* BEGIN GIVEN DATA *

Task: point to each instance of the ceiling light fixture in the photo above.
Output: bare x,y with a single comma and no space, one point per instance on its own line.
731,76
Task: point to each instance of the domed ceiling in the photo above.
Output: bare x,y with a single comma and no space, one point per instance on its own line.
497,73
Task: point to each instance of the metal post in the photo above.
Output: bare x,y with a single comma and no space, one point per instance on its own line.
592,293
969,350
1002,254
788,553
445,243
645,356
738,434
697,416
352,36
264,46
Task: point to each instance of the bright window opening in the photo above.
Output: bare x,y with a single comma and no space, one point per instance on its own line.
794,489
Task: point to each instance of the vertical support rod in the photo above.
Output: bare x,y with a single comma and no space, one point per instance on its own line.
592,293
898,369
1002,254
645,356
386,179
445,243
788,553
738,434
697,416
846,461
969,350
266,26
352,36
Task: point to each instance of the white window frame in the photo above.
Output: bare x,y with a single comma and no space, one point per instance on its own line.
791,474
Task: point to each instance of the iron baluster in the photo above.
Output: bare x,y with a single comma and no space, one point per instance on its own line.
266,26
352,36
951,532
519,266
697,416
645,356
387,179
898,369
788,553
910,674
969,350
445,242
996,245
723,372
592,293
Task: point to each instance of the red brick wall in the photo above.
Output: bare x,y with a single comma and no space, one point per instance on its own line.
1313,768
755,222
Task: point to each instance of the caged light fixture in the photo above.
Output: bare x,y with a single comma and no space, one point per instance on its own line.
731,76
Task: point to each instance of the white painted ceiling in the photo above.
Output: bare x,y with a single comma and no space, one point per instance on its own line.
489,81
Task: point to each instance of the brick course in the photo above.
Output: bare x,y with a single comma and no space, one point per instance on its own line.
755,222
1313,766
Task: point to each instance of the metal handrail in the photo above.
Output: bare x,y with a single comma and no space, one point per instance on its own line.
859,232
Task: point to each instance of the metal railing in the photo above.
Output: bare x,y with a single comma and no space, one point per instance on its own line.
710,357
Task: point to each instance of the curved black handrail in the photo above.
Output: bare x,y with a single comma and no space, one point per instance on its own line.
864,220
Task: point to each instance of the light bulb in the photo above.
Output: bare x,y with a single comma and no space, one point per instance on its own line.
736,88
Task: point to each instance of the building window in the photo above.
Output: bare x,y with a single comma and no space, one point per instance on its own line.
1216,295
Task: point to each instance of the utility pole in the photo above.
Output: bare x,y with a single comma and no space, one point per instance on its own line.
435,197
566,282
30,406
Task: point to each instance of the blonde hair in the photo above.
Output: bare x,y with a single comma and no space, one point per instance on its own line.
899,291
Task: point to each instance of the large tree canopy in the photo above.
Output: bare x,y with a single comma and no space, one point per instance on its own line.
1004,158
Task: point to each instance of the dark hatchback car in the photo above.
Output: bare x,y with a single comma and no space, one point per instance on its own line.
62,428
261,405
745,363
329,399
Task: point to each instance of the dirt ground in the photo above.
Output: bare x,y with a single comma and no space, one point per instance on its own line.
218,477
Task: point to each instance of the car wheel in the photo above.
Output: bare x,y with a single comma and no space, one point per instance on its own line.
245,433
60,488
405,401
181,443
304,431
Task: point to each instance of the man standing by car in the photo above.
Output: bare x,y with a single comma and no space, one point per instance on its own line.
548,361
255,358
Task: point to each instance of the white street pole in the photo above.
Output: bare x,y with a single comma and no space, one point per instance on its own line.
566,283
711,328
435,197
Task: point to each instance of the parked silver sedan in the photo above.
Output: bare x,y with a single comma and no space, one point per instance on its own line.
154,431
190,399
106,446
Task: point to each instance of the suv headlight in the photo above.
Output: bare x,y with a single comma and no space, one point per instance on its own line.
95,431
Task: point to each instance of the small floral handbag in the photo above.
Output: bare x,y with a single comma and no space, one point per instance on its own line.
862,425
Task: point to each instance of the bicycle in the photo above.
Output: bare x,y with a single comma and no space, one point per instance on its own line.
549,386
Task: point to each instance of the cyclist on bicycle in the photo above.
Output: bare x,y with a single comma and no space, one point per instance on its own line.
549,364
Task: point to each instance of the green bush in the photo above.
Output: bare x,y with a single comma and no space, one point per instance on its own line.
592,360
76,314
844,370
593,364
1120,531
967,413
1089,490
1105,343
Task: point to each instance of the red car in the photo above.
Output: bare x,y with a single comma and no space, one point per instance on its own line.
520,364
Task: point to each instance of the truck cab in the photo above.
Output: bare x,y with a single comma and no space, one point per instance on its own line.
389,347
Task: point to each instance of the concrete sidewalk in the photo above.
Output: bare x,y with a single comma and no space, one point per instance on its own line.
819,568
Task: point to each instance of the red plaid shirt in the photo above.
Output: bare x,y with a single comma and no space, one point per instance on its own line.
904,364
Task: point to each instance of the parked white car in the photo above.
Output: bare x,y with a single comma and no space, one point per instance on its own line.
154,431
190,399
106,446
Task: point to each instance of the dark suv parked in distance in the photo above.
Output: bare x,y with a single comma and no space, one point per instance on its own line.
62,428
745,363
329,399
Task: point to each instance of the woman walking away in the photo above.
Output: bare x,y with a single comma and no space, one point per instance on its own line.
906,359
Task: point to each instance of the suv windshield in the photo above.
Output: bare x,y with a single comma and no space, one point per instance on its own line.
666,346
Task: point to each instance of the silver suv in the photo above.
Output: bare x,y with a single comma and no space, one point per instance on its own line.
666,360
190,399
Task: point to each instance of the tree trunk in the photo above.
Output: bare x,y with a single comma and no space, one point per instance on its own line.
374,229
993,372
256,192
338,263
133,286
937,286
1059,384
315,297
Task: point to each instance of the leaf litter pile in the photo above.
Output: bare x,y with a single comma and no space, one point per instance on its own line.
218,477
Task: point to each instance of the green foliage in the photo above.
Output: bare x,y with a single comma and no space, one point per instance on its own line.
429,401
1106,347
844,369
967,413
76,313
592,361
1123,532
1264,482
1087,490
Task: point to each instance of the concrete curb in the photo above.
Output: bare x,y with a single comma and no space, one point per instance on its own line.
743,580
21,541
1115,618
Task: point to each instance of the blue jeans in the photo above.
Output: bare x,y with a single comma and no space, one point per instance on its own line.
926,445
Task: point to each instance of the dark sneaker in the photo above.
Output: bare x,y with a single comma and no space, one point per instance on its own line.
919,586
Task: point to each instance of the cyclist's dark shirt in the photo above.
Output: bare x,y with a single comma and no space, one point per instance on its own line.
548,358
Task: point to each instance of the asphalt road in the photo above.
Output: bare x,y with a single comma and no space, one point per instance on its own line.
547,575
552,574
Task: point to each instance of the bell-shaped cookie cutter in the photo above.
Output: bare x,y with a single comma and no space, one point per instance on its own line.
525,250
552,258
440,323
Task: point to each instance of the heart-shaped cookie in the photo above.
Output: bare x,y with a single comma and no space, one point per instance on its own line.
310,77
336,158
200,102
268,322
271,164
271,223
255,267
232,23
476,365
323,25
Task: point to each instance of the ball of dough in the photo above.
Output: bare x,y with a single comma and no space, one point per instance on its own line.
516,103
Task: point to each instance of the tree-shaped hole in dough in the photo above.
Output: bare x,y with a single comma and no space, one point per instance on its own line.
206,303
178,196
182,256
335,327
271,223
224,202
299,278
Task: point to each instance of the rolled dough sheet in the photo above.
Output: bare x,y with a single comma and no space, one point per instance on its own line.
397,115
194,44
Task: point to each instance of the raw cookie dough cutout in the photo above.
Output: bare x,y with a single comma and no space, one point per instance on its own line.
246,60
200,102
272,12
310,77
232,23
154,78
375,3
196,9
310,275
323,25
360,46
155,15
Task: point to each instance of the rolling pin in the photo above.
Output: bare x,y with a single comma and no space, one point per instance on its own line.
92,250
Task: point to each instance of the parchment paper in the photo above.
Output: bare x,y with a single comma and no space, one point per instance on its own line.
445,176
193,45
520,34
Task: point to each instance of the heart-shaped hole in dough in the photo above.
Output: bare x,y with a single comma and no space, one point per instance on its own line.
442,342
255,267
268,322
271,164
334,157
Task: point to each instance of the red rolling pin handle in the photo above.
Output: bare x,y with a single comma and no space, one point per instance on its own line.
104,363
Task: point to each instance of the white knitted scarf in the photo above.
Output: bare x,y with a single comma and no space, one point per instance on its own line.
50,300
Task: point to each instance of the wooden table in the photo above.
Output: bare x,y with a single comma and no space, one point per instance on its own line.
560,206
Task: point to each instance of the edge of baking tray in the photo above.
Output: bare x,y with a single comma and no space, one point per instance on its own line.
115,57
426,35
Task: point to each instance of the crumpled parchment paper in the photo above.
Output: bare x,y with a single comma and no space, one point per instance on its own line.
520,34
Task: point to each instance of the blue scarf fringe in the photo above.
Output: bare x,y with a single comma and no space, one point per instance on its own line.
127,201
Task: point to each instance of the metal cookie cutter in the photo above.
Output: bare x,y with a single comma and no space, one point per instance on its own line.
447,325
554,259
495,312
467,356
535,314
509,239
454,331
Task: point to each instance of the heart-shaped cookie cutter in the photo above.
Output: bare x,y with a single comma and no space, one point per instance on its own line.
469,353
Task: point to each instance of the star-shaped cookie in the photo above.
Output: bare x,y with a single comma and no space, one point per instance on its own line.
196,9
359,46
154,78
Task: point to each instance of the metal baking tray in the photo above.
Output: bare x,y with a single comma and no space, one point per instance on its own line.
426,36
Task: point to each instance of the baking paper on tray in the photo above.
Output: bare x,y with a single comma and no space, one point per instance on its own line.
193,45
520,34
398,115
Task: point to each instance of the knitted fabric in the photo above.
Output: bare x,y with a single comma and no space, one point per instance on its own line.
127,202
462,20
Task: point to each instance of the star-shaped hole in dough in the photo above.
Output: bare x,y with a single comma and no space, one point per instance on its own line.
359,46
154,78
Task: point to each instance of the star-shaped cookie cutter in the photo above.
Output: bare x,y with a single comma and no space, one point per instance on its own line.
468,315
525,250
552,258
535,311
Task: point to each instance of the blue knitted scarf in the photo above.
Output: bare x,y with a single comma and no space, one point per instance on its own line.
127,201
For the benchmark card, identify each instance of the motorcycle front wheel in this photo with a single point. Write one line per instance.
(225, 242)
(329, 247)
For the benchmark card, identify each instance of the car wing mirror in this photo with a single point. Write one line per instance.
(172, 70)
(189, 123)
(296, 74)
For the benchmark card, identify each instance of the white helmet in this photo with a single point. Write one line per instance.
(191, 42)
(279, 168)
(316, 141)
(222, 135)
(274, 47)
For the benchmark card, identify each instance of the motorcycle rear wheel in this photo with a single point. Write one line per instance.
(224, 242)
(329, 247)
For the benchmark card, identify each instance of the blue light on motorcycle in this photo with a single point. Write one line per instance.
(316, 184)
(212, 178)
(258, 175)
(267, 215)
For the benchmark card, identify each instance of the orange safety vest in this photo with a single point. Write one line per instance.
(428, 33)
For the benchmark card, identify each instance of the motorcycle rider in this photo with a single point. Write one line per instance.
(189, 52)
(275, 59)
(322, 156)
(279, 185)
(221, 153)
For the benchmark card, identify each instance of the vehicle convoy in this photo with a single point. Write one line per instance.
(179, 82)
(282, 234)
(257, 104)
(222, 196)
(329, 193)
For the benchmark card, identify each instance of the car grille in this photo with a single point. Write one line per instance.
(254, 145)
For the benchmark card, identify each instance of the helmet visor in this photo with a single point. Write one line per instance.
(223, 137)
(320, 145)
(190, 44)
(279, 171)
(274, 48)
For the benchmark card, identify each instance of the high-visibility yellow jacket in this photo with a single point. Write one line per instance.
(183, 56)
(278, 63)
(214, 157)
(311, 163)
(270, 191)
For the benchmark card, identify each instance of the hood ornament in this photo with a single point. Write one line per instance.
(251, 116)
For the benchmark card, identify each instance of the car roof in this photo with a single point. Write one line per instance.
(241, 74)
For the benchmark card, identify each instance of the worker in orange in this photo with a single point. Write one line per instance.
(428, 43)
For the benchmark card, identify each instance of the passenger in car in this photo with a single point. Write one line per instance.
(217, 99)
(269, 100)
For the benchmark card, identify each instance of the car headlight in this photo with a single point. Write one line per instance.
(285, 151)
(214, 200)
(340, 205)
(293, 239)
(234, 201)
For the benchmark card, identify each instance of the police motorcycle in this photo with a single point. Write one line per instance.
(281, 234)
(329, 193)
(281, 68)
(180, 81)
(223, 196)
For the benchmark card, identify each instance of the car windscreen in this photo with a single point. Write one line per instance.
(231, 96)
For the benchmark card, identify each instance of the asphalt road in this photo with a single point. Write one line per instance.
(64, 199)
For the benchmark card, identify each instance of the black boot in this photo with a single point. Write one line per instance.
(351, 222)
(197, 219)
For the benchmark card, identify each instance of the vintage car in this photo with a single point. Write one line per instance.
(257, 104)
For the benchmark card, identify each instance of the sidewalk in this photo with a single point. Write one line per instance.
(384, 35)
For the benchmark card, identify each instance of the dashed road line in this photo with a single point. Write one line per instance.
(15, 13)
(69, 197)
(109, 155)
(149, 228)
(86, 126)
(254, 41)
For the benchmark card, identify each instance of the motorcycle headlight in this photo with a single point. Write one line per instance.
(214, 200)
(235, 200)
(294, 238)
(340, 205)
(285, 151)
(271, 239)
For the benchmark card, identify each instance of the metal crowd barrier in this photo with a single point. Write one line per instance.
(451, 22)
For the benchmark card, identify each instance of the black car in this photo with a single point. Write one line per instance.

* END GIVEN DATA *

GIVEN EXERCISE:
Each line from the one with "For the benchmark card, identify each instance of the dashed" through the last line of the records must be written out word for word. Include nothing else.

OUTPUT OF THE EXERCISE:
For the benchmark card, identify each instance of the dashed road line in this photo with a single point. Write one line per instance.
(15, 13)
(69, 197)
(109, 155)
(149, 228)
(86, 126)
(254, 41)
For the benchmark card, identify each instance of the motorcycle headlight in this photo with a single point. Write one line per instance.
(214, 200)
(235, 200)
(294, 238)
(340, 205)
(285, 151)
(271, 239)
For the benchmark card, identify each instance of the metal crowd barrier in this photo with a single point. Write one line per instance.
(451, 22)
For the benchmark card, identify each instance of the black car in this photo with a single point. Write one line per instance.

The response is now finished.